→ **STUDY MATERIAL**
════════════════
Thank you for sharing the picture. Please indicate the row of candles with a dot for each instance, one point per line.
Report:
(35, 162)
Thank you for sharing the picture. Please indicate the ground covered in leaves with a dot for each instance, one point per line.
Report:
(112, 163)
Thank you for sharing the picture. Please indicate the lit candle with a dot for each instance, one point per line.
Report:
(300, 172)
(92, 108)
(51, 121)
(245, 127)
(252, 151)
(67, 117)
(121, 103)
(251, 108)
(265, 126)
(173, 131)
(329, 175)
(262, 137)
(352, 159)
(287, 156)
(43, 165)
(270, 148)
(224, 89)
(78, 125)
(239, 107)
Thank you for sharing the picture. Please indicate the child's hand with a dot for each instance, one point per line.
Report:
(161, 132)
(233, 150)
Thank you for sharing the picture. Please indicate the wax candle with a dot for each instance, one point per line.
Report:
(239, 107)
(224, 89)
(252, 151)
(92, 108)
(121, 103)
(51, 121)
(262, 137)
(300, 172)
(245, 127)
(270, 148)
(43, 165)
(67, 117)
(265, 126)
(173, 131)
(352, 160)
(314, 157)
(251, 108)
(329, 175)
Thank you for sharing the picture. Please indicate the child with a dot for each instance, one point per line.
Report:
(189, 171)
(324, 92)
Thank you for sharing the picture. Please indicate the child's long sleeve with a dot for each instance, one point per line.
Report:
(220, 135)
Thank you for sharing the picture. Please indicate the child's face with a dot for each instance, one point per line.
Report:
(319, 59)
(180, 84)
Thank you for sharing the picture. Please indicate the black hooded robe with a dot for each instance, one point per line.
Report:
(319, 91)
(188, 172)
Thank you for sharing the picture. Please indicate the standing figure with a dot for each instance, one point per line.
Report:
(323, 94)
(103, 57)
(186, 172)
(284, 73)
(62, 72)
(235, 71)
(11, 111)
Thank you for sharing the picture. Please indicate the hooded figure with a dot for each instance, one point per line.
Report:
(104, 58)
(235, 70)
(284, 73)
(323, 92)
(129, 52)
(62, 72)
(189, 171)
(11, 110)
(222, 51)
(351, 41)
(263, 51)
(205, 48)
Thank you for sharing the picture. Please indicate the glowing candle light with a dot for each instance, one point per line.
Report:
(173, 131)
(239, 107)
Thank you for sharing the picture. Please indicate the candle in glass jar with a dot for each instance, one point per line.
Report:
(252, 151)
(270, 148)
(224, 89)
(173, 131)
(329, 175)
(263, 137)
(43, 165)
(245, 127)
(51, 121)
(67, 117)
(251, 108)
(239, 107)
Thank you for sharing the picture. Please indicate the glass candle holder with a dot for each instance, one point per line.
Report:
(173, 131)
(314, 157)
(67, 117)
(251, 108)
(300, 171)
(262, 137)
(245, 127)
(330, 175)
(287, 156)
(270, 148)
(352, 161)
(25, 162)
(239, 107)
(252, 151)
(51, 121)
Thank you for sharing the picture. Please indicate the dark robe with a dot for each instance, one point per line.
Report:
════════════════
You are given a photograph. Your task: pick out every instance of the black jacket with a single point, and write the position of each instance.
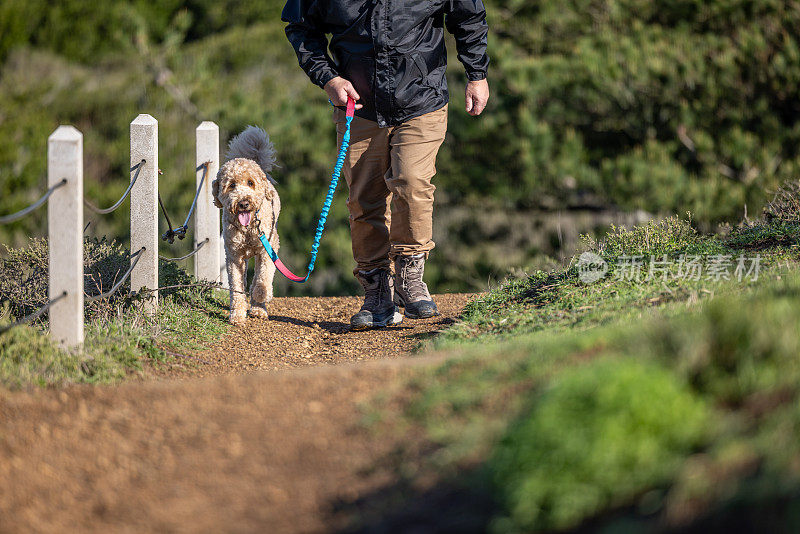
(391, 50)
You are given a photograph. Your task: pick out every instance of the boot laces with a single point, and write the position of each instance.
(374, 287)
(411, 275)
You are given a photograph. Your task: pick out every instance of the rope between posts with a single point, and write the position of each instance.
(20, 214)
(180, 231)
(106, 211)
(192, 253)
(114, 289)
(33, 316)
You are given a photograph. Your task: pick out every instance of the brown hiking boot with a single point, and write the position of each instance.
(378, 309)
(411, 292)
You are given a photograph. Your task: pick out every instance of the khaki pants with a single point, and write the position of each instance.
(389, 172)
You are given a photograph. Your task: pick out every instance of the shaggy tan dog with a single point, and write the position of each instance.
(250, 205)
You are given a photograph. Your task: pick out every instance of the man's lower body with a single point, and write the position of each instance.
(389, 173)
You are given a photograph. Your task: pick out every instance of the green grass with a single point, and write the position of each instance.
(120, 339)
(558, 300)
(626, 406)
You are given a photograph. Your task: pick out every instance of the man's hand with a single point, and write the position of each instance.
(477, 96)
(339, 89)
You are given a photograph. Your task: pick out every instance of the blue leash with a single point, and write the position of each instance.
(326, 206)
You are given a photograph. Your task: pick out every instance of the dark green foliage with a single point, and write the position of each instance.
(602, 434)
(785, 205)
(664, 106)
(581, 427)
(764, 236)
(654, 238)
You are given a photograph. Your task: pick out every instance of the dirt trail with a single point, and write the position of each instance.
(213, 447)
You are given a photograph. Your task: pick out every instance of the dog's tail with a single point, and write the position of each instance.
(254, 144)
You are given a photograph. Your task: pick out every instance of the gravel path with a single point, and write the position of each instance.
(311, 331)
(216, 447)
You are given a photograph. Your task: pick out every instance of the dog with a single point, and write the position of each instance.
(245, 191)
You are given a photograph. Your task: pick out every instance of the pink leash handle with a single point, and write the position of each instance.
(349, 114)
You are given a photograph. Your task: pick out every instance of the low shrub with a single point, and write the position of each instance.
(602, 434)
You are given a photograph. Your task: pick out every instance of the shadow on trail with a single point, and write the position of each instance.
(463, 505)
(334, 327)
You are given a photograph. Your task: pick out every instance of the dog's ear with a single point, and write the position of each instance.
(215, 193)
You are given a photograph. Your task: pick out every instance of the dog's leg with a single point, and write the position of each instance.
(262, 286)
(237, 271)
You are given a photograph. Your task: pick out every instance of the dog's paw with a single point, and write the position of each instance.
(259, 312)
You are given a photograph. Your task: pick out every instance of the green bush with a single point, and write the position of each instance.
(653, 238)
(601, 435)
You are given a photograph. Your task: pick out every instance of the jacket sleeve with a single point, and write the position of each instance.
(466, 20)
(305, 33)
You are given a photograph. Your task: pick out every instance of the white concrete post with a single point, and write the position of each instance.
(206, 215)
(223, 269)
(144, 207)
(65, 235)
════════════════
→ **EXERCISE OBJECTIVE**
When the word "glass" occurs in a line above, list that line.

→ **TASK RESULT**
Thank you for sharing the picture. Please indicate the candle in glass jar with a dot for each instance, one point per line.
Thank you for sharing the picture. Please indicate the glass candle holder with a dot for each instance, one point per line.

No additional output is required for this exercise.